Parts of the exercise:
1) Substitute "registered offenders" for "sex offenders" in the news article on MySpace and predators, and give the passage from "State asks MySpace" up to and including "social networking website." again with that change.
2) Resume the news article on MySpace and predators, picking up right after its last sentence.

Extract to read:
++++++++++++++++++++

State asks MySpace for list of predators

Fearing teens may be at risk, the attorney general seeks the company's help in identifying sex offenders with Minnesota ties.

Amid growing national concern that sex offenders are finding new victims on websites popular with young people, state Attorney General Lori Swanson is asking MySpace officials for help investigating whether Minnesota teens may be at risk online.

On Tuesday, Swanson became one of a number of state attorneys general to ask MySpace for the names of sex offenders from the 7,000 it says it has identified and expelled from its popular social networking website.

Swanson has requested the names of sex offenders with Minnesota ties and said the information will be shared with local authorities. This could help stop offenders from linking up with MySpace's 180 million devotees, many of whom are teenagers.

"Due to the anonymous nature of the Internet, social networking sites such as MySpace.com provide sexual predators with unprecedented access to children," Swanson said. "They're really con men using the Net to develop rapport with unsuspecting kids."

MySpace announced last week that it would assist officials in all 50 states and provide this information.

For some offenders, posting a profile on MySpace or other such sites could violate conditions of their release and send them back to prison, Swanson said.

More than 100 criminal incidents have been reported in the media in the past year involving adults who linked up with minors using MySpace.com, according to Swanson's office.

Last July, Ronald Abshire, 30, of Inver Grove Heights, was sentenced to three years in prison for third-degree criminal sexual conduct with a 15-year-old St. Paul girl he contacted on MySpace. He earlier was convicted of raping a 13-year-old girl in Washington County.

"These guys are going to go and hang out where the kids hang out," St. Paul police Cmdr. Neil Nelson, head of the Minnesota Internet Crimes Against Children Task Force, said after Abshire was arrested. "The kids hanging out in these blogs and websites give up a lot of information about themselves."

Swanson said she sent a letter Tuesday to MySpace requesting names from the Minnesota registry or those on other states' registries who have used Minnesota addresses.

Earlier this month, Illinois Attorney General Lisa Madigan requested the same information from the Los Angeles-based company. The list of 584 included 19 who were in prison and another 17 were on parole, according to Madigan's office.

++++++++++++++++++++

Source data:
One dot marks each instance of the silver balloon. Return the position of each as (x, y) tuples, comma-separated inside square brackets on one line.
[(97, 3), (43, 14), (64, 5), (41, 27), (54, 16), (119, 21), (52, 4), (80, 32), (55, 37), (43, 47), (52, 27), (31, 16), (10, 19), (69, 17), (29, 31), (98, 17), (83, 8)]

++++++++++++++++++++

Responses by task:
1)
State asks MySpace for list of predators

Fearing teens may be at risk, the attorney general seeks the company's help in identifying registered offenders with Minnesota ties.

Amid growing national concern that registered offenders are finding new victims on websites popular with young people, state Attorney General Lori Swanson is asking MySpace officials for help investigating whether Minnesota teens may be at risk online.

On Tuesday, Swanson became one of a number of state attorneys general to ask MySpace for the names of registered offenders from the 7,000 it says it has identified and expelled from its popular social networking website.

2)
Facing increasing allegations of facilitating sexual predators' search for new victims, MySpace developed its own software to match registered offenders nationwide with its database of user profiles. The hits started coming as soon as the effort was launched in early May.

"We have zero tolerance for sexual predators on MySpace," Hemanshu Nigam, the firm's chief security officer, said in a news release last week. "We look forward to working collaboratively with the attorneys general on all future efforts to make the Internet a safer place for teens.

"We will also continue to promote legislation requiring sex offenders to register their e-mail addresses so they can be kept off social networking sites in the first place and urge other sites to join our lead and implement technologies designed to keep predators away from younger users."

While the number of sex offenders known to have used MySpace may surprise some, authorities believe it may be only a fraction of those whose profiles don't use their real names and can't be matched to offender registries.

And even those who do aren't likely to reveal their criminal backgrounds. When Wired News last year ran the names of California sex offenders through MySpace's search engine, it turned up five matches.

A 41-year-old, a Sagittarius, nonsmoker and nondrinker on his MySpace profile, omitted his convictions for forced sodomy, oral sex and "lewd and lascivious" conduct with a victim younger than 14.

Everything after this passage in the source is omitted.